= Data shown =
■ ■ ■
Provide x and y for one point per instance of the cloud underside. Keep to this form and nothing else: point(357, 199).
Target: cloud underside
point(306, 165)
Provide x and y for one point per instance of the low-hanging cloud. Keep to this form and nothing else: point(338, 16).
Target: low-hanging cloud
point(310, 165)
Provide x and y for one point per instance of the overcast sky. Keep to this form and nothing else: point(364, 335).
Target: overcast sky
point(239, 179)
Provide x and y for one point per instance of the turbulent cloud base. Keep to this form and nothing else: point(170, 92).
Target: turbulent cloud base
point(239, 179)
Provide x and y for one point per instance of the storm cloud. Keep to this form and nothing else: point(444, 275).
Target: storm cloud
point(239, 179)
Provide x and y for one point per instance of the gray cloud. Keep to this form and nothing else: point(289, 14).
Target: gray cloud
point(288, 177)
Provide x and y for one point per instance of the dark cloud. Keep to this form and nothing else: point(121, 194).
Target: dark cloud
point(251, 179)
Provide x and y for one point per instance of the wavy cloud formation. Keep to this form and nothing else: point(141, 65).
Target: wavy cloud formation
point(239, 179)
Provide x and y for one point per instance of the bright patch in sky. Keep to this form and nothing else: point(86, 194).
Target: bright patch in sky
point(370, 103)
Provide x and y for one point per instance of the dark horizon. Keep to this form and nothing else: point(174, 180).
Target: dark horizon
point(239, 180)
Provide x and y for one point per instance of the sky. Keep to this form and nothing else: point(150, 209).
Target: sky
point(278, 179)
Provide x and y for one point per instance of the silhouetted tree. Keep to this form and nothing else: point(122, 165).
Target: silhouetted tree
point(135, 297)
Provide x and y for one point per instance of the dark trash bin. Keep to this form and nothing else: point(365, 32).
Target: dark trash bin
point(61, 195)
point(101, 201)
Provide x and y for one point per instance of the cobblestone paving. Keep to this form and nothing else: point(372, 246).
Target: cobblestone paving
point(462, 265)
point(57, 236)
■ ■ ■
Copy every one of the rows above word for word, in the same order.

Provide x and y for one point per instance of the cloud underside. Keep to this form and nothing else: point(357, 199).
Target: cloud underside
point(306, 165)
Provide x and y for one point per instance of the low-hanging cloud. Keep to this form and nothing else: point(338, 16).
Target: low-hanging cloud
point(310, 165)
Provide x and y for one point per instance of the overcast sky. Keep to this form and nothing else: point(364, 335).
Target: overcast sky
point(239, 179)
Provide x and y for one point per instance of the turbulent cloud base. Keep to this form and nothing else: point(170, 92).
Target: turbulent cloud base
point(239, 179)
Provide x and y for one point per instance of the storm cloud. Keep to this form and nothing else: point(444, 275).
Target: storm cloud
point(239, 179)
Provide x and y for one point per instance of the gray cloud. Keep to this form and nothing else: point(289, 14).
Target: gray cloud
point(288, 177)
Provide x and y for one point per instance of the dark cloud. Keep to this form and nothing else: point(121, 194).
Target: dark cloud
point(251, 179)
Provide x and y for one point per instance of the wavy cloud formation. Keep to this form and nothing else: point(141, 65).
Target: wavy cloud formation
point(239, 179)
Provide x and y for one point per instance of the bright patch in sky. Keep to this form and nothing else: point(86, 194).
Target: bright patch in sky
point(370, 103)
Provide x and y for one point per instance of the dark horizon. Keep to this form and nothing else: point(174, 180).
Target: dark horizon
point(239, 180)
Provide x and y for one point per instance of the sky. Keep to this form and nothing else: point(150, 209).
Target: sky
point(278, 179)
Provide x and y for one point per instance of the silhouetted tree. Keep to this form and nothing else: point(122, 165).
Target: silhouetted tree
point(135, 297)
Provide x and y for one point per instance of the dark trash bin. Keep to this form and nothing else: point(365, 32).
Target: dark trash bin
point(61, 195)
point(101, 201)
Provide x and y for one point per instance of the cobblestone paving. Keep to this form and nothing else: point(372, 246).
Target: cobblestone paving
point(462, 265)
point(57, 236)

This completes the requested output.